(Lines of data)
┌──

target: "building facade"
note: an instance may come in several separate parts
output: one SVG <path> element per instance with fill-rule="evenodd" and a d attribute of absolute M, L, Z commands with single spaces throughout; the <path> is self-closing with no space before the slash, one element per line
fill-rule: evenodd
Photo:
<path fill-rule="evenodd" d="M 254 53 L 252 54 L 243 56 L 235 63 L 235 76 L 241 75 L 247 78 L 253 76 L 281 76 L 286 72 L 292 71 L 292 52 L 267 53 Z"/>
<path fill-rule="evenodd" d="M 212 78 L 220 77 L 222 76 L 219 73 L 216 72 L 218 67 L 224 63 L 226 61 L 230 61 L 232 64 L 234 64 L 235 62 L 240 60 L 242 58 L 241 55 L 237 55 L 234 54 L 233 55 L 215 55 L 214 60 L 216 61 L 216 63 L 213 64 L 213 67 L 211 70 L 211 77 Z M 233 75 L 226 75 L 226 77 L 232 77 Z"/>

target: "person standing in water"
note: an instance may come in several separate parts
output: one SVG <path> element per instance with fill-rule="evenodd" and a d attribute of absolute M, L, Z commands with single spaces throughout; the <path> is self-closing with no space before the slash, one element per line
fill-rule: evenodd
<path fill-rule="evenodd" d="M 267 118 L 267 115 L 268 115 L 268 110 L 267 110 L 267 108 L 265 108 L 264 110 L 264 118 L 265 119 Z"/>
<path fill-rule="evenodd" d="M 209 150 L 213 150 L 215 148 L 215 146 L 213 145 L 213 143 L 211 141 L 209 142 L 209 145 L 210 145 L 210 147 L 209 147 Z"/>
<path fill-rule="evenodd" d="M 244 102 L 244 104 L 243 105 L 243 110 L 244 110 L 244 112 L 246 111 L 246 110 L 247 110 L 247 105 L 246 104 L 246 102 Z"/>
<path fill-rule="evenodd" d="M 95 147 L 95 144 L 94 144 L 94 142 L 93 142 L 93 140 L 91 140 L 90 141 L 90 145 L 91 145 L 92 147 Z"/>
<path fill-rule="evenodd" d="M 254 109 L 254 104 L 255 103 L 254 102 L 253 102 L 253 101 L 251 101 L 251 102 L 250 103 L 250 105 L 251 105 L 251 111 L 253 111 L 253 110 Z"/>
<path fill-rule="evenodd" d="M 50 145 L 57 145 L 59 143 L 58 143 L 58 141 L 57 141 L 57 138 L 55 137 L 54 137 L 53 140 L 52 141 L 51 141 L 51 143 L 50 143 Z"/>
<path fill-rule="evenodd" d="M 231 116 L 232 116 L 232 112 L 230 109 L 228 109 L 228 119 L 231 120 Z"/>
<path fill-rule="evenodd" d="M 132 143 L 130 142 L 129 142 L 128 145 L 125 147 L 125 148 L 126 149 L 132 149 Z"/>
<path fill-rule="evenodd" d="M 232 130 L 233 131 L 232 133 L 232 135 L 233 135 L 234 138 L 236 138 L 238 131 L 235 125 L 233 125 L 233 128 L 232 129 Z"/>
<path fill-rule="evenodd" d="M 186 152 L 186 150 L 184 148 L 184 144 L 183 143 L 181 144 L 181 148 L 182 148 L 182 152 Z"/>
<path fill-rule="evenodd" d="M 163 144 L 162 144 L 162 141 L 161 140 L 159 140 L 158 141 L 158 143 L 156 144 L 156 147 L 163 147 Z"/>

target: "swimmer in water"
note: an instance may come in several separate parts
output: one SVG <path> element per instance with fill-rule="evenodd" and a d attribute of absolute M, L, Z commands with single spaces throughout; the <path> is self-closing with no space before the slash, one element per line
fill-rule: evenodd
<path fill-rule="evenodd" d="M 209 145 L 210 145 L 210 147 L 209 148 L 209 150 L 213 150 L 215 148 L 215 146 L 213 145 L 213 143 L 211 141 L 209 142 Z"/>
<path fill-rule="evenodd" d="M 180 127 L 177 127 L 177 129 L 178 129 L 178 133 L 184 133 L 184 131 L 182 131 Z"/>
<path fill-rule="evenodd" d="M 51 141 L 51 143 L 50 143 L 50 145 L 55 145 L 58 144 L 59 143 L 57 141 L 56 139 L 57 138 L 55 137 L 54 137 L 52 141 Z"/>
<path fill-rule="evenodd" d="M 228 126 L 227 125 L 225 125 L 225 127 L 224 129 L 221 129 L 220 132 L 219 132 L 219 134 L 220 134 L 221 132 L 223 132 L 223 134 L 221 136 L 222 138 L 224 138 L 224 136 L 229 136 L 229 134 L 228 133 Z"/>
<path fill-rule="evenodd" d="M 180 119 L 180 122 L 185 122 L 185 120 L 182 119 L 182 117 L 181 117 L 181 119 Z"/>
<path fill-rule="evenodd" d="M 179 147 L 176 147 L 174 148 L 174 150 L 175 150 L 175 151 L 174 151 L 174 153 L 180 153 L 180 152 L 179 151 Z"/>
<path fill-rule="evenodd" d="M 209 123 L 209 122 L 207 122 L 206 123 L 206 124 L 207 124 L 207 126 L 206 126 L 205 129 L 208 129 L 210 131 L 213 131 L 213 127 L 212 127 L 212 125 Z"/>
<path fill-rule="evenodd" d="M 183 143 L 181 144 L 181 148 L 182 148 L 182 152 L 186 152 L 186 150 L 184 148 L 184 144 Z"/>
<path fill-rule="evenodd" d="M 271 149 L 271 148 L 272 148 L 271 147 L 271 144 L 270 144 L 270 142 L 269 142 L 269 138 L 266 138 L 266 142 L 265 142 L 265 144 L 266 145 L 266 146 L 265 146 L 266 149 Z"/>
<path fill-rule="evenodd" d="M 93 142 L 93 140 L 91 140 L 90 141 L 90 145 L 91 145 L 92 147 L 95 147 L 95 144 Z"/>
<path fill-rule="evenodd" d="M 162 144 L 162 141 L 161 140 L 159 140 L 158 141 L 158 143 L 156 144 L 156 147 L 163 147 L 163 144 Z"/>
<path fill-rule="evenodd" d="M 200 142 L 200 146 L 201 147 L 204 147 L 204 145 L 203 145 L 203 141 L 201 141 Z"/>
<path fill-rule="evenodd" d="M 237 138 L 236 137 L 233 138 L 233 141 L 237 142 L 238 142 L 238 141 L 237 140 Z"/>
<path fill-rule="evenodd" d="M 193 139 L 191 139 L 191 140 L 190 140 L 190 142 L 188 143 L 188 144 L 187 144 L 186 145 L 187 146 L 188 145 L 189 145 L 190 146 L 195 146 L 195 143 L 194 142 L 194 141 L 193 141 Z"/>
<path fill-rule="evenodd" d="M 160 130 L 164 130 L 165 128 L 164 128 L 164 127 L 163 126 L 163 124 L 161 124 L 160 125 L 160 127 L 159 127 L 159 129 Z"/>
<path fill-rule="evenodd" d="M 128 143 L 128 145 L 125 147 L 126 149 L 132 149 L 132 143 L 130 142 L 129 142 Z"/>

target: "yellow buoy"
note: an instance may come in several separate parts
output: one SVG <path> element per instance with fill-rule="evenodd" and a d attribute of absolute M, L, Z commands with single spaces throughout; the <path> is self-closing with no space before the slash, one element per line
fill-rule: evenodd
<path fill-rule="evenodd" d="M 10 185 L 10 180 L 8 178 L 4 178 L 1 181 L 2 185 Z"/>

└──

— WHAT THIS TASK INVOLVES —
Repeat the listing from its first line through the line holding "254 53 L 252", with both of those lines included.

— TASK RESULT —
target: "building facade"
note: an instance may come in several separate parts
output: one SVG <path> element per instance with fill-rule="evenodd" and a d attribute of absolute M, L, Z commands with single spaces throughout; the <path> is self-closing with no space before the slash, one element per line
fill-rule: evenodd
Photo:
<path fill-rule="evenodd" d="M 254 53 L 252 54 L 243 56 L 235 63 L 235 76 L 241 75 L 247 78 L 253 76 L 281 76 L 286 72 L 292 71 L 292 52 L 267 53 Z"/>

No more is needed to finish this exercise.